[Pointing entries for labeled objects]
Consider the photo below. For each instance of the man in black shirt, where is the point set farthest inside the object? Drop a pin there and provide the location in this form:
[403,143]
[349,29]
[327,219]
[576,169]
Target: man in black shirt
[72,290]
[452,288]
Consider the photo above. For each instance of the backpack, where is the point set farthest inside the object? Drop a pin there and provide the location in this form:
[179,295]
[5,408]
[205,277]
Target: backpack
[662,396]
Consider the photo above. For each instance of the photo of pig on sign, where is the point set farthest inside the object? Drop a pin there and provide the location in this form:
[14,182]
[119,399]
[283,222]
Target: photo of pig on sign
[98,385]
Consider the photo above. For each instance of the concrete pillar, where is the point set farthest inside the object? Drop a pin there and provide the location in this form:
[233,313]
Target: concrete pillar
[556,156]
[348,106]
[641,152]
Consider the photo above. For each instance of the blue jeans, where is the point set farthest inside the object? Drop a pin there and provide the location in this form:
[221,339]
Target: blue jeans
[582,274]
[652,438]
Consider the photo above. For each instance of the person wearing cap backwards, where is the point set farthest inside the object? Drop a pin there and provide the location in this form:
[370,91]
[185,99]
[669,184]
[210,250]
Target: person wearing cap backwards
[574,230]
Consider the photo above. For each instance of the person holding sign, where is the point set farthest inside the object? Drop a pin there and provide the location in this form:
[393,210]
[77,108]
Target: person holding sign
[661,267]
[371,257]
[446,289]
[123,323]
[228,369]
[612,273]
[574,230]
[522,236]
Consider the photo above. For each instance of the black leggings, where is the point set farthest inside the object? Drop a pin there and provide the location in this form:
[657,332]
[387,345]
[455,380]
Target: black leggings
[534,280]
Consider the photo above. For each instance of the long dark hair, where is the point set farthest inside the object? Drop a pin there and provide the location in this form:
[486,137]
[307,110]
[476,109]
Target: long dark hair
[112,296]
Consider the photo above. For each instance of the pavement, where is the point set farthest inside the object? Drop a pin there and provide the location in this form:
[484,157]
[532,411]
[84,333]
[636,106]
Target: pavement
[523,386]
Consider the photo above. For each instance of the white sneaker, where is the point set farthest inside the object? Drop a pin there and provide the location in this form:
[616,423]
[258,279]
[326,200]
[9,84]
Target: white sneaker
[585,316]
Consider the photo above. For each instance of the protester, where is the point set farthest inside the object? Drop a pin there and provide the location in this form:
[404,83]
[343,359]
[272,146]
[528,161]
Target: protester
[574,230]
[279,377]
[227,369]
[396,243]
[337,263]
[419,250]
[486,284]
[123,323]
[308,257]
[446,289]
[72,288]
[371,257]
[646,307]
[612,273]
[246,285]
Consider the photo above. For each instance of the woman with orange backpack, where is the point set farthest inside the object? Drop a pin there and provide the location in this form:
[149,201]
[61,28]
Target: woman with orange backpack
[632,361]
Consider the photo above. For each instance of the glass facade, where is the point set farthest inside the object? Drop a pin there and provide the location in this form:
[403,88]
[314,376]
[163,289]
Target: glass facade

:: EXERCISE PROMPT ::
Can you print every line of the records above again, word for word and in the same order?

:: TASK SOLUTION ::
Consider the photo below. For each instance of the man in black shirt, where is the point set farthest inside the object? Drop a pin there and provide the location in this form:
[403,143]
[349,29]
[327,219]
[576,169]
Target: man in black shirt
[72,290]
[452,288]
Consider the photo above. For each instance of the backpack, where is the point set farthest inside the object? Drop a pin there and provide the location in this form:
[179,295]
[5,408]
[205,277]
Target: backpack
[662,396]
Consider the photo above. For each instance of the photo of pig on sign, where is the point set farthest inside the object? Drop a pin there and provide the location in this form:
[14,182]
[119,399]
[283,222]
Target: photo of pig on sign
[98,385]
Consider the photo above. For each instance of the concrete pillar, where is the point set farthest inside the object? Drop a pin there and provide the location in this form:
[233,313]
Target: concrete pillar
[556,156]
[348,106]
[641,152]
Consider the photo above. For each instance of the blue jeans, where is the point set farthest inside the object? Drop a pin there and provide the location in this form:
[221,339]
Target: blue jeans
[582,274]
[652,438]
Consider the photo above. For each instance of the person wearing cap backwards, where is the point set farthest inside the object? Drop a pin there and provide the location in this form:
[370,91]
[185,99]
[669,184]
[210,250]
Target: person wearing cap backwards
[574,230]
Consider the photo above. For each instance of the person holding sign, where is the point set farthest inside the object? Drop a pin there and provide the location in this form:
[393,210]
[77,108]
Target: person holding sign
[661,267]
[371,257]
[446,289]
[123,323]
[228,369]
[612,273]
[574,230]
[522,236]
Consider the photo above. For each instance of the black leggings, where is the point set farthest inside the object? Drop a pin there and provide the location in this form:
[657,332]
[387,345]
[455,380]
Target: black leggings
[534,280]
Consider the photo above. For each instance of the long dark hair, where is the point set farthest inside the object? Drop a pin there and provide the location in this form:
[486,137]
[307,110]
[476,109]
Target: long dark hair
[112,296]
Consider the photo above. For each instance of the pavement, where is the point set farthest inside the object? Drop a pin there and provide the location in this form:
[484,157]
[532,411]
[84,333]
[636,106]
Target: pavement
[523,386]
Consider the photo above. For each instance of the white sneaker, where is the point set farthest inside the object? Drop a pin there and provide the location in this form:
[616,423]
[258,279]
[326,200]
[9,84]
Target: white sneaker
[585,316]
Consider the photo above. For each instance of the protester, where is the point set farthest inside the object? Drop a pin there and provide the location in this form:
[404,83]
[343,359]
[272,146]
[528,161]
Target: protester
[574,230]
[279,377]
[227,369]
[396,243]
[337,263]
[419,250]
[486,284]
[123,323]
[308,257]
[446,289]
[72,288]
[371,257]
[646,307]
[612,273]
[246,285]
Consider the photo above. For each instance of the woman with orange backpack, where is the point set farthest inside the object? Drop a pin there and provide the location in this form:
[149,201]
[61,28]
Target: woman with orange backpack
[632,361]
Consider the photo above. For each instance of the glass facade, where is the point set farthest inside the object? Drop a pin there and provide the location in this form:
[403,88]
[314,376]
[163,289]
Target: glass facade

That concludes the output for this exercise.